TASK DETAILS: Transcribe all the records exactly and omit any images they hold.

GIVEN DATA:
>>>>

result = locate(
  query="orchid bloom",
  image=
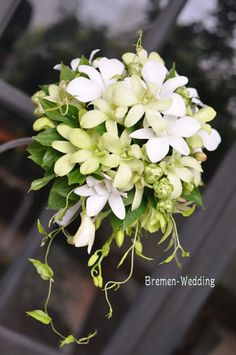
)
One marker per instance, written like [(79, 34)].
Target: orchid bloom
[(165, 132), (85, 235), (93, 87), (206, 137), (155, 72), (179, 169), (148, 94), (99, 193), (75, 62)]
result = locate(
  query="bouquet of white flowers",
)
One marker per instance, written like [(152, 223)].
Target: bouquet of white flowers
[(123, 140)]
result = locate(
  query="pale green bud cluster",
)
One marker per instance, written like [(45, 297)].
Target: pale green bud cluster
[(163, 189), (165, 206), (152, 173)]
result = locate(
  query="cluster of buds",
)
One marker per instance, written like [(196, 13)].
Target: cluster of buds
[(152, 173)]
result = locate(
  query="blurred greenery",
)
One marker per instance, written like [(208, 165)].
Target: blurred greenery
[(203, 52)]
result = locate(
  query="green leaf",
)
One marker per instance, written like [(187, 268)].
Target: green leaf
[(41, 229), (52, 111), (100, 129), (40, 316), (132, 216), (75, 177), (68, 340), (49, 158), (47, 137), (39, 183), (66, 73), (59, 192), (168, 260), (189, 211), (167, 232), (42, 269), (37, 152), (172, 72), (194, 196)]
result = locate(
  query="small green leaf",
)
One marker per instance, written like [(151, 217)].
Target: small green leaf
[(39, 183), (75, 177), (132, 216), (66, 73), (167, 260), (189, 211), (92, 260), (47, 137), (41, 229), (41, 316), (59, 192), (37, 152), (52, 111), (49, 158), (42, 269), (194, 196), (167, 232), (68, 340), (100, 129)]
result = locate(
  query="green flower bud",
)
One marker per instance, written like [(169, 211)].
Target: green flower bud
[(152, 173), (200, 156), (119, 236), (188, 186), (42, 123), (99, 281), (165, 206), (92, 260), (163, 189), (38, 95)]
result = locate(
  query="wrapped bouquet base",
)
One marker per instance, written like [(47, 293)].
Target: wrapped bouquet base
[(124, 140)]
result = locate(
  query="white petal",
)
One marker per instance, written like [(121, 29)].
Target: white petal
[(157, 148), (101, 189), (70, 213), (184, 174), (143, 133), (154, 72), (172, 84), (92, 54), (95, 204), (123, 176), (117, 205), (185, 127), (85, 234), (75, 63), (57, 67), (191, 163), (179, 144), (110, 68), (134, 115), (83, 190), (177, 185), (212, 140), (137, 198), (93, 74), (84, 89), (177, 107)]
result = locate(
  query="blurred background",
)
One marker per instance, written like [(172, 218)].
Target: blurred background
[(36, 35)]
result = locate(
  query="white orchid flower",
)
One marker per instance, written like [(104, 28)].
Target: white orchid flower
[(75, 62), (63, 217), (85, 235), (179, 169), (155, 72), (165, 132), (210, 140), (93, 87), (99, 193)]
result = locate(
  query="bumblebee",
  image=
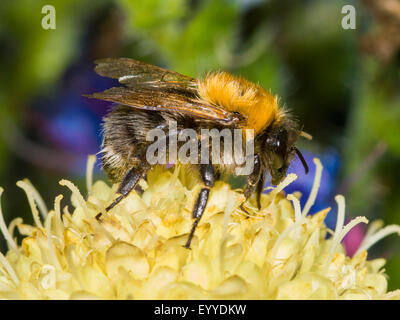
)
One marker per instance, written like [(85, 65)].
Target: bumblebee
[(150, 97)]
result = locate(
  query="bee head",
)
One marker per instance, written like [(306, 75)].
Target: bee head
[(279, 144)]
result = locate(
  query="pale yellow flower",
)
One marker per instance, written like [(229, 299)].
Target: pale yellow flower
[(136, 251)]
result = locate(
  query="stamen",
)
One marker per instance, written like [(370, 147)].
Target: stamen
[(82, 203), (9, 269), (59, 222), (89, 172), (314, 191), (296, 205), (369, 241), (306, 135), (10, 241), (50, 241), (75, 191), (341, 232), (35, 213), (38, 198)]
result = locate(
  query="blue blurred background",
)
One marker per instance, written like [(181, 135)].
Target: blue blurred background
[(342, 84)]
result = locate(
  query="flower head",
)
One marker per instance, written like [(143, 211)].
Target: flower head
[(136, 251)]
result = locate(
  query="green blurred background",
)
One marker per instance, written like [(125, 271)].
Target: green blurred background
[(342, 84)]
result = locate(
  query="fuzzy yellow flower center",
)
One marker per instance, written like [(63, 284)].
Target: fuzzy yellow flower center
[(136, 251)]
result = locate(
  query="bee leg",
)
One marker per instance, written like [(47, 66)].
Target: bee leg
[(129, 182), (253, 182), (260, 187), (207, 175)]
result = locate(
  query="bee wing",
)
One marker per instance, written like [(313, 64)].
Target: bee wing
[(169, 101), (152, 88), (133, 73)]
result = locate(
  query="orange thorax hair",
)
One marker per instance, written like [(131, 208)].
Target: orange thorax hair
[(233, 93)]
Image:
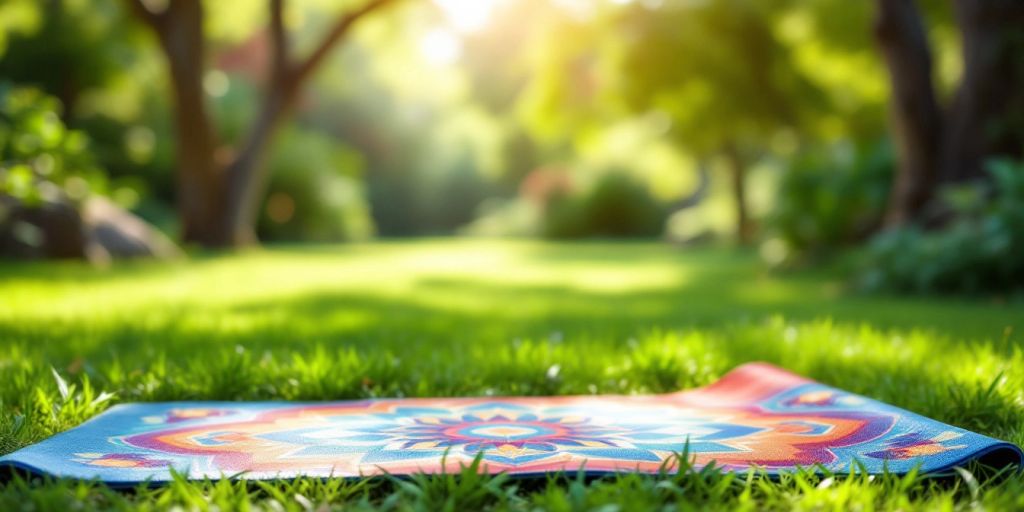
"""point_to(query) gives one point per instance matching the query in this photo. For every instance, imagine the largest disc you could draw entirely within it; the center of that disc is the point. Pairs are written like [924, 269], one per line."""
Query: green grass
[431, 318]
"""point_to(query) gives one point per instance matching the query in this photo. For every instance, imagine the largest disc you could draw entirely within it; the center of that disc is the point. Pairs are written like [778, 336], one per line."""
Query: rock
[113, 232]
[51, 230]
[97, 230]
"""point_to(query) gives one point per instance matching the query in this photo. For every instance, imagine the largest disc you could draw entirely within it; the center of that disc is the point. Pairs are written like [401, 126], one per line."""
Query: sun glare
[440, 47]
[468, 15]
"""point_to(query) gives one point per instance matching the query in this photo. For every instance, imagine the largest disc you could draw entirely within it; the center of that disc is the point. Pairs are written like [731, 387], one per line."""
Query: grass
[434, 318]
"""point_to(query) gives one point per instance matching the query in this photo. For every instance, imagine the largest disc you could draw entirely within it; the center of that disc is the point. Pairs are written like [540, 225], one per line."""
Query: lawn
[440, 318]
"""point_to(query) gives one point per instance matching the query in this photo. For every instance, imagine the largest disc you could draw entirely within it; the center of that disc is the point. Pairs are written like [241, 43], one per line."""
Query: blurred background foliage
[691, 121]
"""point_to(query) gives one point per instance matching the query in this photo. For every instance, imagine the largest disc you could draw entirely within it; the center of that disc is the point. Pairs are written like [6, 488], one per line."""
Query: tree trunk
[986, 118]
[200, 180]
[218, 201]
[737, 180]
[247, 175]
[914, 112]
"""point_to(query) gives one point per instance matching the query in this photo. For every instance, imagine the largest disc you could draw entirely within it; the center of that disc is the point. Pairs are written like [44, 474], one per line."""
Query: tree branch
[142, 12]
[341, 27]
[279, 42]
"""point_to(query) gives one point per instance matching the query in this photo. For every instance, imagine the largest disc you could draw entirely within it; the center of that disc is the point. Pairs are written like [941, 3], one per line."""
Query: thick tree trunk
[986, 118]
[247, 175]
[737, 182]
[200, 180]
[914, 111]
[218, 201]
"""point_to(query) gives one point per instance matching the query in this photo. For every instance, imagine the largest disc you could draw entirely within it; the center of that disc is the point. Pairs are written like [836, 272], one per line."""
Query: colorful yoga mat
[757, 416]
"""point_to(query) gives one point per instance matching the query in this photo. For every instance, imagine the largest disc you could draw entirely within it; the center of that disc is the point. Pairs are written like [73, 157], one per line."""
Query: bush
[314, 194]
[832, 198]
[978, 252]
[42, 161]
[615, 206]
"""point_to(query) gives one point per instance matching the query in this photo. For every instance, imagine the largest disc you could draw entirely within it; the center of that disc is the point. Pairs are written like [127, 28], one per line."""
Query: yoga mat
[757, 416]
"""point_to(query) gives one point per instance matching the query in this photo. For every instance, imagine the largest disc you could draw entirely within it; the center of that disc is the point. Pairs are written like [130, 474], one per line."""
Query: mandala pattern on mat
[758, 416]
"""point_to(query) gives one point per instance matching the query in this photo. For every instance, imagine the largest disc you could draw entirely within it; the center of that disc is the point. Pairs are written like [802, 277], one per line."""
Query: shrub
[42, 161]
[978, 252]
[614, 206]
[829, 198]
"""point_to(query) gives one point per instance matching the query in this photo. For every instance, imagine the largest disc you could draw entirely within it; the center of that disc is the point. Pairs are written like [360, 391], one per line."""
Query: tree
[218, 195]
[938, 145]
[718, 71]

<<<<

WORKED ANSWER:
result = locate(
  query="orchid bloom",
  image=
)
One marker per instance, written like [(79, 34)].
Target: orchid bloom
[(165, 132), (85, 235), (93, 87), (206, 137), (155, 72), (179, 169), (148, 94), (99, 193), (75, 62)]
result = locate(
  query="bouquet of white flowers",
)
One marker per instance, written like [(152, 223)].
Target: bouquet of white flowers
[(123, 140)]
result = locate(
  query="pale green bud cluster",
)
One marker per instance, written like [(45, 297)].
Target: pale green bud cluster
[(163, 189), (165, 206), (152, 173)]
result = locate(
  query="cluster of buds",
)
One marker per instance, written like [(196, 13)].
Target: cluster of buds
[(152, 173)]
result = locate(
  query="blurred greenery",
)
One marker per instance, written like [(208, 165)].
Target: blurred greenery
[(203, 52)]
result = locate(
  query="green leaf",
)
One marker per instance, written like [(187, 268)].
Target: green leaf
[(41, 229), (52, 111), (100, 129), (40, 316), (132, 216), (75, 177), (68, 340), (49, 158), (47, 137), (39, 183), (66, 73), (59, 192), (168, 260), (189, 211), (167, 232), (42, 269), (37, 152), (172, 72), (194, 196)]
result = locate(
  query="small green leaf",
)
One marker per instance, written like [(151, 217)].
Target: small green leaf
[(39, 183), (75, 177), (132, 216), (66, 73), (167, 260), (189, 211), (92, 260), (47, 137), (41, 229), (41, 316), (59, 192), (37, 152), (52, 111), (49, 158), (42, 269), (194, 196), (167, 232), (68, 340), (100, 129)]
result = locate(
  query="green flower bud",
)
One marker per instance, written like [(169, 211)].
Target: green flower bud
[(152, 173), (200, 156), (119, 236), (188, 186), (42, 123), (99, 281), (165, 206), (92, 260), (163, 189), (38, 95)]
result = locate(
  query="wrapped bouquet base",
)
One marker per instance, written like [(47, 293)].
Target: wrapped bouquet base
[(124, 140)]
result = locate(
  query="white petal",
)
One marker per instance, written like [(121, 29)].
Target: white petal
[(157, 148), (101, 189), (70, 213), (184, 174), (143, 133), (154, 72), (172, 84), (92, 54), (95, 204), (123, 176), (117, 205), (185, 127), (85, 234), (75, 63), (57, 67), (191, 163), (179, 144), (110, 68), (134, 115), (83, 190), (177, 185), (212, 140), (137, 198), (93, 74), (84, 89), (177, 107)]
result = locate(
  query="blurred background",
)
One marker per instance, written like [(172, 218)].
Target: blurred background
[(36, 35)]
result = locate(
  query="white orchid flower",
)
One marker per instance, written like [(104, 28)].
Target: white orchid flower
[(75, 62), (63, 217), (85, 235), (179, 169), (155, 72), (165, 132), (210, 140), (93, 87), (99, 193)]
result = locate(
  query="bumblebee",
  image=
)
One marker per instance, written like [(85, 65)].
Target: bumblebee
[(150, 97)]
result = locate(
  query="bee head",
)
One marker per instance, written like [(306, 75)].
Target: bee head
[(279, 144)]
result = locate(
  query="pale yellow flower",
)
One marker per instance, written like [(229, 299)].
Target: pale yellow flower
[(136, 251)]
result = locate(
  query="stamen",
)
One marker per instance, written like [(370, 147)].
Target: stamen
[(82, 203), (9, 269), (59, 222), (89, 172), (314, 191), (296, 205), (369, 241), (306, 135), (10, 241), (50, 241), (75, 191), (341, 232), (35, 213), (38, 198)]
result = locate(
  query="blue blurred background",
)
One marker per instance, written like [(181, 135)].
Target: blue blurred background
[(342, 84)]
result = locate(
  query="flower head",
)
One marker per instance, written like [(143, 211)].
Target: flower head
[(136, 251)]
result = locate(
  query="green blurred background",
)
One marker per instance, written like [(125, 271)].
Target: green blurred background
[(342, 84)]
result = locate(
  query="fuzzy yellow flower center",
)
One marker per instance, written like [(63, 284)].
Target: fuzzy yellow flower center
[(136, 251)]
result = locate(
  query="bee leg",
)
One marker per instance, written like [(47, 66)].
Target: bee leg
[(129, 182), (253, 182), (260, 187), (207, 175)]
result = locate(
  query="bee wing",
)
One marker per instance, written like [(313, 64)].
Target: bee wing
[(169, 101), (152, 88), (133, 73)]
result = locate(
  query="orange thorax hair",
)
One marker per instance, written like [(131, 208)].
Target: orange thorax hair
[(233, 93)]
Image:
"""point_to(query) gives one point per instance matching the query in this photo. For every instance, imagine the largest disc you could draw entirely within it; the center of that disc is the point. Pairs are written like [924, 269], one per line."""
Query: green grass
[431, 318]
"""point_to(query) gives one point per instance matching the query in this photo. For every instance, imagine the largest disc you could draw entirely within it; the center of that disc is the point. Pairs are written like [778, 336], one per line."""
Query: rock
[113, 232]
[51, 230]
[97, 230]
"""point_to(query) gives one point per instance matching the query in this photo. For every instance, imagine the largest disc you could draw entirely within it; the center of that disc is the point. Pairs are written like [401, 126], one per line."""
Query: sun glare
[440, 47]
[468, 15]
"""point_to(query) gives one point per instance matching the query in this photo. For every instance, imagine the largest disc you could draw entirely within it; the center of that disc is the point. Pairs are written like [731, 387], one per line."""
Query: grass
[434, 318]
"""point_to(query) gives one point per instance matching the query in this photo. For every instance, imagine the largest disc you could draw entirely within it; the center of that disc is the point. Pairs are written like [540, 225], one per line."""
Query: lawn
[440, 318]
"""point_to(query) gives one point per instance matching the query in this photo. For every instance, imagine the largest disc you could draw entirely within it; the center of that disc is the point. Pairs are written like [241, 43], one per line."""
Query: blurred background foliage
[691, 121]
"""point_to(query) gives one point per instance matching the query in this photo. For every instance, imagine the largest disc you could draw entirely within it; the center of that disc is the point. Pairs are written like [6, 488], one per line."""
Query: tree trunk
[986, 118]
[200, 180]
[218, 201]
[737, 180]
[247, 175]
[914, 112]
"""point_to(query) gives one point per instance matching the query in this photo. For every instance, imagine the largest disc you could draw entirely within it; the center of that disc is the point. Pairs are written like [44, 474], one per line."""
Query: tree branch
[142, 12]
[341, 27]
[279, 42]
"""point_to(query) gives one point per instance matching the query in this photo. For every instance, imagine the largest disc you could draw entirely within it; the center of that disc is the point. Pairs are written like [941, 3], one per line."""
Query: thick tree trunk
[986, 118]
[247, 175]
[737, 182]
[200, 180]
[914, 111]
[218, 201]
"""point_to(query) gives one point per instance matching the query in this photo. For every instance, imagine the largest disc you could draw entirely within it; the center of that disc is the point. Pairs are written like [836, 272], one per line."""
Query: colorful yoga mat
[757, 416]
"""point_to(query) gives one point per instance matching the query in this photo. For every instance, imagine the largest disc you could draw entirely within it; the center of that disc is the point. Pairs are written like [73, 157], one per line."""
Query: bush
[314, 194]
[832, 198]
[978, 252]
[42, 161]
[615, 206]
"""point_to(query) gives one point per instance matching the query in this photo. For every instance, imagine the largest disc you could draw entirely within it; the center of that disc is the point. Pairs are written like [127, 28], one per line."""
Query: yoga mat
[757, 416]
"""point_to(query) gives one point per instance matching the query in this photo. For every instance, imagine the largest disc you could draw entirely within it; the center of that disc is the point. Pairs are written like [130, 474], one per line."""
Query: mandala pattern on mat
[758, 416]
"""point_to(query) gives one point per instance matching the query in this photo. For every instance, imagine the largest disc you could draw entirely within it; the center of that disc is the point. Pairs are written like [802, 277], one per line."""
Query: shrub
[42, 161]
[978, 252]
[614, 206]
[829, 198]
"""point_to(query) gives one point per instance matching the query in this photo. For every instance, imagine the largest disc you could draw entirely within it; the center of that disc is the point. Pairs are written like [360, 391], one per line."""
Query: tree
[218, 195]
[938, 145]
[718, 71]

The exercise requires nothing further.